** START **

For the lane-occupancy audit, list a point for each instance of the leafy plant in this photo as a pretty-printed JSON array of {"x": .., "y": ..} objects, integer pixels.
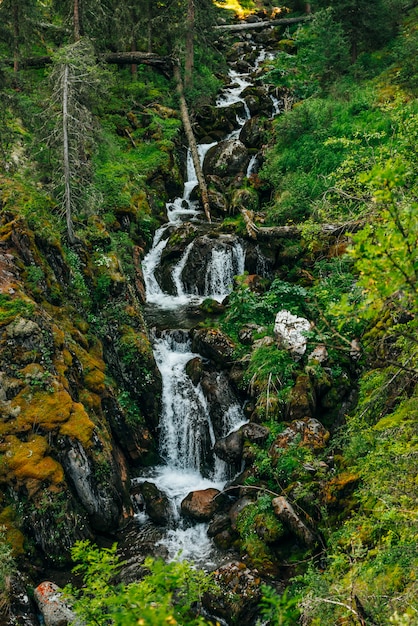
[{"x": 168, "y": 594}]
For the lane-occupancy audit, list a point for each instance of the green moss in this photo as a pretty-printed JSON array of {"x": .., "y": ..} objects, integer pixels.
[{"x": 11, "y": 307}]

** END **
** START **

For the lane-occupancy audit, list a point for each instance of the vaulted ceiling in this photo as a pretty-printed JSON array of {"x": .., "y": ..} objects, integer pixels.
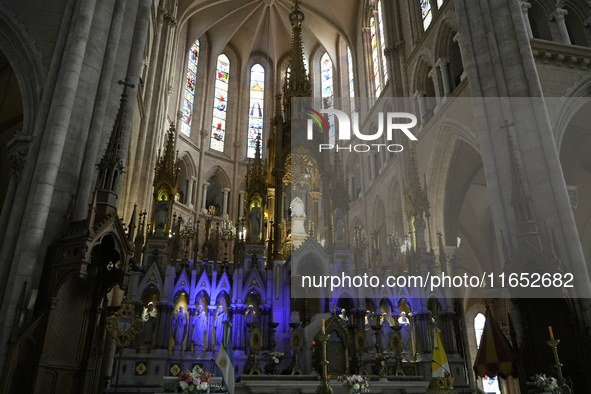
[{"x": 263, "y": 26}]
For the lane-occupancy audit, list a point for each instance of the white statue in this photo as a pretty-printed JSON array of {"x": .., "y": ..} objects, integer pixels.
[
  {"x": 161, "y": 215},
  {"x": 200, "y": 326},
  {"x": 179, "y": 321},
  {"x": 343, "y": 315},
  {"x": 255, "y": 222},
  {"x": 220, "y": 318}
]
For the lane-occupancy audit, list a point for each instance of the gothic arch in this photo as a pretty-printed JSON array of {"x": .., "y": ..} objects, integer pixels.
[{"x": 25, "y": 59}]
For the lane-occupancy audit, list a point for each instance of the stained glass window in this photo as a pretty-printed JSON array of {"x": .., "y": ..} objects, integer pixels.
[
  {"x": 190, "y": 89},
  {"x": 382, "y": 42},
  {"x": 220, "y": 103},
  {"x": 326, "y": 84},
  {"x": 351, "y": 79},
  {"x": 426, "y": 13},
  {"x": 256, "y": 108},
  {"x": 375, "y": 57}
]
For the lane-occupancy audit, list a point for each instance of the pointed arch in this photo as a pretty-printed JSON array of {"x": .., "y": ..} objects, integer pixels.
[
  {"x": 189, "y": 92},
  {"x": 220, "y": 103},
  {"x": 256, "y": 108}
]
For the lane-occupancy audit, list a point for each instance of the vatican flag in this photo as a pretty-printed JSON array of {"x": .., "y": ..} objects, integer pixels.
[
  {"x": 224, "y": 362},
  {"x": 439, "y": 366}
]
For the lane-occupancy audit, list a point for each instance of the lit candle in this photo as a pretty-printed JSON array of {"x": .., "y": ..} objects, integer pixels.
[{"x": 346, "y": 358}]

** END **
** START **

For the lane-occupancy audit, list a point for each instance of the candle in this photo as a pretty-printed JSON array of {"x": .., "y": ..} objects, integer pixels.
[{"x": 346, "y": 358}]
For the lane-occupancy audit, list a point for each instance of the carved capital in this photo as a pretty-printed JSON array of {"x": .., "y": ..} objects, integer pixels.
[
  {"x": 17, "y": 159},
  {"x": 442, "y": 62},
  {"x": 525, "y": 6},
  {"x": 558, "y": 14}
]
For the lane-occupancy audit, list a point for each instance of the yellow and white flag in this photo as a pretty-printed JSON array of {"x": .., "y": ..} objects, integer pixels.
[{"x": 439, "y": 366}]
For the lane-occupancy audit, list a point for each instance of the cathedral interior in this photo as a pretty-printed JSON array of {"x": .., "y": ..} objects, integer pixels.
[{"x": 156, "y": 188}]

** END **

List each line in the records above that contains the word "flag", reproducing every such line in full.

▸ Full solution:
For the lane-occupancy audit, list a point for each instance of the vatican flag in this photo as a pretty-printed JSON array of {"x": .., "y": ..} objects, integer pixels.
For the lane-occupancy audit, list a point for each instance of the yellow and white flag in this photo as a pretty-printed JSON array of {"x": .., "y": ..} objects, integer pixels.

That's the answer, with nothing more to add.